Exercice proposé A
Recopiez à l'identique toutes les lignes des entrées d'annotation par points qui figurent plus bas.

Texte fourni

★ ★ ★ ★ ★ ★ ★

Ayant plus tard créé une gigantesque série de RPG, on peut facilement imaginer que Yuji Horii était influencé par les RPG et dungeon crawlers qui était importés au japon, déjà à l’époque ; mais on peut en avoir la certitude, puisque le jeu contient littéralement un labyrinthe en 3D, et fait même directement référence à Wizardry !

L'easter egg présent dans « Portopia » mis côte-à-côte avec l'écran de « Wizardry » qu'il référence.

Dans ce labyrinthe, vous ne combattez pas de monstres, mais vous pouvez cependant y trouver une note sur le mur disant « Monster surprised you », en référence directe au message s’affichant au début des combats de Wizardry lorsque l’ennemi a l’avantage.

Et c’est pour ça que l’on peut attribuer ce choix de la vue à la première personne à la passion de Yuji Horii pour les dungeon crawlers importés d’occident, eux-mêmes créés dans le but de répliquer les règles de Donjons et Dragons en programme informatique.

Par ailleurs, le fait que le jeu fasse référence à Wizardry alors que ce dernier n’était encore jamais sorti officiellement au Japon démontre la popularité de la version importée.

Portopia rencontrera un franc succès, surtout après son portage sur Famicom et ses suites, et fut très influent dans l’histoire du jeu d’aventure japonais (un autre nom pour les visual novels).

★ ★ ★ ★ ★ ★ ★

Extraits d'un jeu de données d'annotation par points
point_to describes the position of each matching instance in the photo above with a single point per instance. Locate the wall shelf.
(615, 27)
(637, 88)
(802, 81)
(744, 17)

★ ★ ★ ★ ★ ★ ★

Exercice proposé B
D'après le texte sur Portopia, quelle inscription trouve-t-on sur un mur du labyrinthe ?

Corrigé détaillé A
point_to describes the position of each matching instance in the photo above with a single point per instance. Locate the wall shelf.
(615, 27)
(637, 88)
(802, 81)
(744, 17)

Corrigé détaillé B
Une note disant « Monster surprised you ».